Required work:
Using the listing below, print the line containing "neck you can detect.", the line containing "leaf you can detect.", and each line between them, exactly and nothing else. Pictures stay out of the print.

Input material Start Marker

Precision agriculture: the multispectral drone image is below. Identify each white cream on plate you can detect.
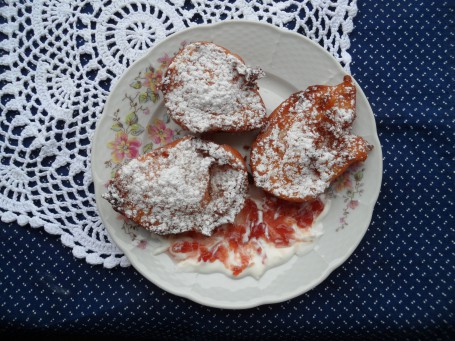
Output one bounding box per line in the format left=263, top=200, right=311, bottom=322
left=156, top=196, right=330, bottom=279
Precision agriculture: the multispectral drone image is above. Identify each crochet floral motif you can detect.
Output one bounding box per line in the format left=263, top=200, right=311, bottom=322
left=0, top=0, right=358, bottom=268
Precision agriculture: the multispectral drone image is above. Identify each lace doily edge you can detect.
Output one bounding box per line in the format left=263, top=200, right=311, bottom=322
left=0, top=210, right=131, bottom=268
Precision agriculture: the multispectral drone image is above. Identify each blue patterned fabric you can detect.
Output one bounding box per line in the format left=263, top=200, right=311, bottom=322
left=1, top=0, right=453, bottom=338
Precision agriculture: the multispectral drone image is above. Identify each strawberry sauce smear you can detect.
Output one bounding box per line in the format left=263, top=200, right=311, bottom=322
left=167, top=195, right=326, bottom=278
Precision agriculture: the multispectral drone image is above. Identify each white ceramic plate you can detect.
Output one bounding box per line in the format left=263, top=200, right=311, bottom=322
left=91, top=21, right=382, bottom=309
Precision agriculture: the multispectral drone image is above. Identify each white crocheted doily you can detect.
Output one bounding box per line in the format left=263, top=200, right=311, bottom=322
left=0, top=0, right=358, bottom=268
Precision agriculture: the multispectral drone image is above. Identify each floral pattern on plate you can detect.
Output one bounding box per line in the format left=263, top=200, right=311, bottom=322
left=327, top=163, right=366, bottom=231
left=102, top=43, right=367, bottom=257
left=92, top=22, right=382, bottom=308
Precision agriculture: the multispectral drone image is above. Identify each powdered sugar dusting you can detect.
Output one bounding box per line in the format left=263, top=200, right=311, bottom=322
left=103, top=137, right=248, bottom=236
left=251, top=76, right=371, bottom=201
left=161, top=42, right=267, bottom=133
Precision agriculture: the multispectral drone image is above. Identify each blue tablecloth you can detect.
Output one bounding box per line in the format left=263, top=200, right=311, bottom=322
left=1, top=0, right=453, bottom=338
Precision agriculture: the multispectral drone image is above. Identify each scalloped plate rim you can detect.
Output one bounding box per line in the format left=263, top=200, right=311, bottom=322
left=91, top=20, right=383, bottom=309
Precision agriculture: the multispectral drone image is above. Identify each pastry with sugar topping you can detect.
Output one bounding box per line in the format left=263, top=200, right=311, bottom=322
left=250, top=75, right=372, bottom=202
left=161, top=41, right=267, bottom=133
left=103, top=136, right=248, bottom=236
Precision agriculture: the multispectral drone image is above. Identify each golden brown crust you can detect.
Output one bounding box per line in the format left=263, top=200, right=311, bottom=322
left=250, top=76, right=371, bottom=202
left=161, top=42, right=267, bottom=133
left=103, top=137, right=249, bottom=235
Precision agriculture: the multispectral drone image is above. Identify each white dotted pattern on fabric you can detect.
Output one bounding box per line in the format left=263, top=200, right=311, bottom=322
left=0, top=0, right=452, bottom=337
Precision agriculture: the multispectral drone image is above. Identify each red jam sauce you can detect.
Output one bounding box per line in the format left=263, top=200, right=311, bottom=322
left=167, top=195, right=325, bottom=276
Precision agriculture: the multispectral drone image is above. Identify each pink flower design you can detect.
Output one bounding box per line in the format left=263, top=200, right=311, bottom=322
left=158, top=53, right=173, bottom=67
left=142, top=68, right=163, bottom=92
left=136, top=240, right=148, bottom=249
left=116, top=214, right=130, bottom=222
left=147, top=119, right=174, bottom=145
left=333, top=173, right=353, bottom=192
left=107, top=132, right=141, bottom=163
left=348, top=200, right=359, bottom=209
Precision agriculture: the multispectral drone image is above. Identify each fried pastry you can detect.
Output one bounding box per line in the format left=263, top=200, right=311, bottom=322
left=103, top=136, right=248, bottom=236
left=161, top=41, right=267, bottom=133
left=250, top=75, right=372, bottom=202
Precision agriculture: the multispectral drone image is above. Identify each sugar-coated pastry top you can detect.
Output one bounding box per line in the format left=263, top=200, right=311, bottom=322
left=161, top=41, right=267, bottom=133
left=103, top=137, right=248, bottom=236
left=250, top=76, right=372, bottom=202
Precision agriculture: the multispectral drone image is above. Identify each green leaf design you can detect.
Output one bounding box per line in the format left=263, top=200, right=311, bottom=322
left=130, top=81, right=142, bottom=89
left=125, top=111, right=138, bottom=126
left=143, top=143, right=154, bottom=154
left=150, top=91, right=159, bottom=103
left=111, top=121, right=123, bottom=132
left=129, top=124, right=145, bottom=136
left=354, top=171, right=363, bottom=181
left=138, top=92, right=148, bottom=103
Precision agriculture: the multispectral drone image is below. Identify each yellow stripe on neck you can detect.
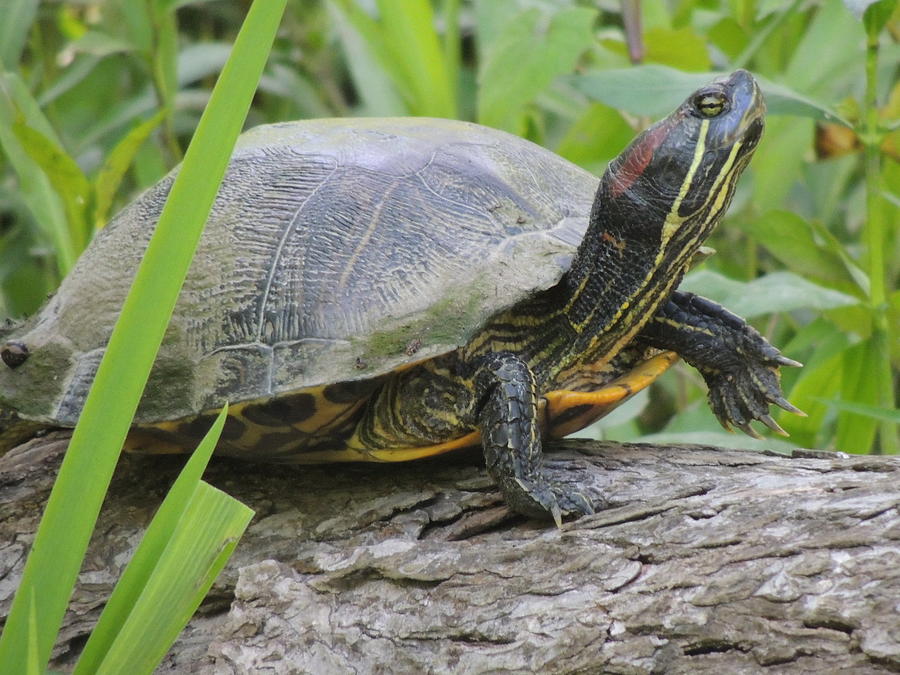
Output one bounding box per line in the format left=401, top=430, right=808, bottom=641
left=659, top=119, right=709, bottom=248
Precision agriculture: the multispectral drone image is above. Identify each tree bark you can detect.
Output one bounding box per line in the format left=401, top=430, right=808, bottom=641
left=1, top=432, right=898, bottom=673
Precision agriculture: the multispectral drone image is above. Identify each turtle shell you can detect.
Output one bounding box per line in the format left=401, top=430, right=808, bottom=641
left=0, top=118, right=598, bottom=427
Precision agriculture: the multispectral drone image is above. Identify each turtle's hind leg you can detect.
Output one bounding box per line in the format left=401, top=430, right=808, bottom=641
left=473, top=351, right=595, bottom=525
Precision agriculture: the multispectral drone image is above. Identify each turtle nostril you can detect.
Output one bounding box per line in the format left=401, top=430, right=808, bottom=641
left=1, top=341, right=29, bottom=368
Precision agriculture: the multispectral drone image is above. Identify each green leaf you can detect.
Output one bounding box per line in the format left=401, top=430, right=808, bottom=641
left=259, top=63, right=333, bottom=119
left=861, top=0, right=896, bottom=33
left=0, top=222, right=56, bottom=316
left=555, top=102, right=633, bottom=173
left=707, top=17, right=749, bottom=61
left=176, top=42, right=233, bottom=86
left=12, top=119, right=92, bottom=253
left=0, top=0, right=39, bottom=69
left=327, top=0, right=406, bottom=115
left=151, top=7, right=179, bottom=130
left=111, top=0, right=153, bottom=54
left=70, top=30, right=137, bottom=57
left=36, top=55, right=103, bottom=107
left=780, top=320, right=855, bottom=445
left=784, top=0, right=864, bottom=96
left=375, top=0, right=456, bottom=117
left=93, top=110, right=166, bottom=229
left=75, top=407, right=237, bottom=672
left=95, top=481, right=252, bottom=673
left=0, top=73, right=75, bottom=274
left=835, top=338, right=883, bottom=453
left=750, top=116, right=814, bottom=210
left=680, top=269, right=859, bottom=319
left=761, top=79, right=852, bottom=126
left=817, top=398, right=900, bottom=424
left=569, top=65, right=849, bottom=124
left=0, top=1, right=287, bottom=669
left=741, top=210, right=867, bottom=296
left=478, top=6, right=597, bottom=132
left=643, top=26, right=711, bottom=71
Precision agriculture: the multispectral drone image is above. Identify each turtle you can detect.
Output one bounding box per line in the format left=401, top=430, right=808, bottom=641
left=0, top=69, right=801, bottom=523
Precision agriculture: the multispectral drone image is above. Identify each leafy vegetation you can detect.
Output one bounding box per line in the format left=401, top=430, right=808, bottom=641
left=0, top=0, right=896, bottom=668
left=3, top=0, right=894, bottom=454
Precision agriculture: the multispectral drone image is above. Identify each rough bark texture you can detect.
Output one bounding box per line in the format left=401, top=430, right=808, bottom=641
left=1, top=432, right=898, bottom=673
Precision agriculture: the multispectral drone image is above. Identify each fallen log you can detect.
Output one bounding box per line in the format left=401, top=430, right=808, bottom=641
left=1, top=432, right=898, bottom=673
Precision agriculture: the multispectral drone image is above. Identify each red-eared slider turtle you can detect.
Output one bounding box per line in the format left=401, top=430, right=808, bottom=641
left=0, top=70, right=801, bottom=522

Input material End Marker

Response to the exercise:
Precision agriculture: the multispectral drone image is below. Identify each yellow stripe on neck you can detect.
Output one bounding box per line in the format left=401, top=430, right=808, bottom=641
left=659, top=119, right=709, bottom=248
Precision agriculture: the multispectral drone image is above. Identify each tree bark you can detect.
Output one bounding box per line in the format left=401, top=430, right=808, bottom=641
left=1, top=432, right=898, bottom=673
Precision agriculture: the multispectral drone image is above. Identify each turtle shell you can detect.
Output one bounding box per line in the format left=401, top=430, right=808, bottom=641
left=0, top=118, right=598, bottom=427
Precision agriculture: the multispectral drone image is above. Identify each turtle's hind leg you can detect.
Output one bounding box per line in the format left=401, top=430, right=808, bottom=641
left=473, top=351, right=595, bottom=525
Precision agriculture: the multispectral drone image is above. Identify each turtle nostril you can detect.
Output one bounding box per line in the format left=401, top=430, right=808, bottom=641
left=1, top=341, right=29, bottom=368
Precision agriculture: the multispectral drone image is above. Identify each green leaf you can detect.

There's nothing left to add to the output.